**** GIVEN RECORDS ****

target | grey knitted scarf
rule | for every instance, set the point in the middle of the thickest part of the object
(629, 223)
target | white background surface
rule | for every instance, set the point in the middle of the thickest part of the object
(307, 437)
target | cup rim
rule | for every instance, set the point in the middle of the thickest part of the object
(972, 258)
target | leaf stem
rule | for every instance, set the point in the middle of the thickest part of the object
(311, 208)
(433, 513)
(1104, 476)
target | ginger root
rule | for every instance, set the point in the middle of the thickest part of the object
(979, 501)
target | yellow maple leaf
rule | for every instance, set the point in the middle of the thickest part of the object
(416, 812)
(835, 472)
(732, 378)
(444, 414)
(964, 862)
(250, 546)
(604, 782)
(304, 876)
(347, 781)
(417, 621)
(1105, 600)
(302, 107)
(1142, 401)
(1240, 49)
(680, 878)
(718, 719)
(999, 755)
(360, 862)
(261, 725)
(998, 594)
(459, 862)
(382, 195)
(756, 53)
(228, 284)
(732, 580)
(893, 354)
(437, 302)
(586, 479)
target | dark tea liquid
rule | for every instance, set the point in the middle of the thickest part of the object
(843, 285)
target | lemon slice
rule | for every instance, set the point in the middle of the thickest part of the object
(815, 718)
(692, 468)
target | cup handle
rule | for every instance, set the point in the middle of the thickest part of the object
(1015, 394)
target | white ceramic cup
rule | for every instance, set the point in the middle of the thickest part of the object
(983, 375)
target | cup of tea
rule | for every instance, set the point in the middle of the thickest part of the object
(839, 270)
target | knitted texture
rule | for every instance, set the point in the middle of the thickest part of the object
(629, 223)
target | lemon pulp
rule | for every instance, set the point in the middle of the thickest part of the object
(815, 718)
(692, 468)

****

» TASK DESCRIPTION
Every record in the material above should be set down exactly.

» SOLUTION TO THIS PROBLEM
target | grey knitted scarf
rule | for every instance, set the point in the middle of the thickest part of the object
(629, 223)
target | white background surface
rule | for every instance, set the point in the middle of the thickest part of the object
(307, 437)
target | cup rim
rule | for every instance, set the point in the middle of the thickest part of the object
(972, 258)
target | leaf stem
rule | for every instance, set the point in the middle of the thickest part of the object
(311, 208)
(433, 513)
(1104, 476)
target | ginger root
rule | for every instance, set the point in the middle of the thickest part of the object
(979, 501)
target | yellow maple leaf
rule | for every instance, set the point in the middle of the thickest part of the object
(416, 812)
(835, 472)
(732, 378)
(444, 414)
(964, 862)
(250, 546)
(604, 782)
(304, 876)
(347, 781)
(417, 621)
(1105, 600)
(302, 107)
(1142, 401)
(1240, 49)
(680, 878)
(718, 719)
(999, 755)
(360, 862)
(261, 725)
(998, 594)
(459, 862)
(382, 195)
(756, 53)
(228, 284)
(732, 580)
(893, 354)
(437, 302)
(586, 479)
target | dark tea liquid
rule | for every instance, set the point in the middle of the thickest part of the object
(843, 285)
target | lemon slice
rule | for every instance, set the point in the middle of the thickest part of the object
(815, 718)
(692, 468)
target | cup handle
rule | for every instance, set the point in the middle of the thickest part of the object
(1015, 394)
target | white ceramic cup
rule | for every instance, set the point in the middle of the thickest part of the object
(983, 375)
target | cup of tea
rule | for every instance, set the point in the middle of the thickest part of the object
(839, 270)
target | knitted texture
rule | for every instance, set the point in the middle of the thickest part of the object
(629, 223)
target | lemon pulp
rule | for every instance, set the point in the middle of the thickest part of the object
(815, 718)
(692, 468)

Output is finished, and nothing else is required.